[Opening THE INPUT section]

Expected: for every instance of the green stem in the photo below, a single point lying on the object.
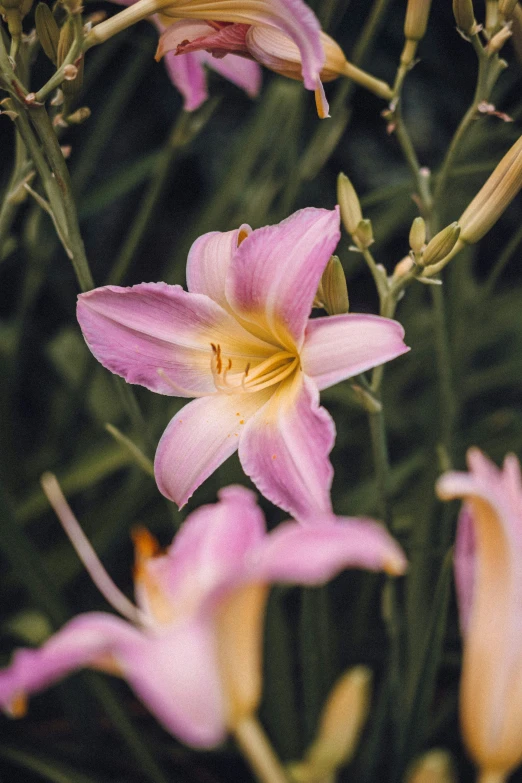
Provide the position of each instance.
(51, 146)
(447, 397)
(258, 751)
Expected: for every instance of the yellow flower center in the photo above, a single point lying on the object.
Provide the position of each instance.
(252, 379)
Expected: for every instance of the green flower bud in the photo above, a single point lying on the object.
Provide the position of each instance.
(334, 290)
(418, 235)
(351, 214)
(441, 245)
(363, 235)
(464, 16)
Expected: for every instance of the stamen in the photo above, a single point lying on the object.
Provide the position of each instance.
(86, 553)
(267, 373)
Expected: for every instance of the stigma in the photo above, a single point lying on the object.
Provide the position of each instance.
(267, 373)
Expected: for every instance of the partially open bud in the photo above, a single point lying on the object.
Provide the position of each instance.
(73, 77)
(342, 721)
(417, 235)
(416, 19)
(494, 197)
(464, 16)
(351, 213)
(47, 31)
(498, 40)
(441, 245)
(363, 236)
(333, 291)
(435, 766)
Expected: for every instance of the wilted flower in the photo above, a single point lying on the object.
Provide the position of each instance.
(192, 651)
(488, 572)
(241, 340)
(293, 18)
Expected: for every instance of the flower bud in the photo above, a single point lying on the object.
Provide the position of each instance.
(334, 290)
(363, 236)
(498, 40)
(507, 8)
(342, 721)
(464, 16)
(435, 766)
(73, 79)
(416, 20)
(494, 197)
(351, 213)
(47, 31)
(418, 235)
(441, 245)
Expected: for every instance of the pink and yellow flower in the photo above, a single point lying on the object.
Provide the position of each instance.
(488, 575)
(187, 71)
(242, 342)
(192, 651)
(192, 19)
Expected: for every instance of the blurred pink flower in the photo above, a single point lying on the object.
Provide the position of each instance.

[Closing THE INPUT section]
[Opening THE INPUT section]

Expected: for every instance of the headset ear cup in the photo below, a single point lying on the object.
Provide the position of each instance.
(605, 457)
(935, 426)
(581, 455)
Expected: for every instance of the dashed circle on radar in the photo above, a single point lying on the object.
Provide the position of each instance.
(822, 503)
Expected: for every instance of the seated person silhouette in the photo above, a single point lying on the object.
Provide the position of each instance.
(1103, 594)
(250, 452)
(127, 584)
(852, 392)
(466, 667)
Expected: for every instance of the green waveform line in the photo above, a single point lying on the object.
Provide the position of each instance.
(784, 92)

[Closing THE INPUT section]

When a line contains the string "yellow", copy it from the records.

**REPLY TO THE TASK**
Expected: for every instance of the yellow flower center in the photo above, a single point lying on the object.
Expected: for every instance of the pink and yellow flower in the photo above, a single point lying on the object.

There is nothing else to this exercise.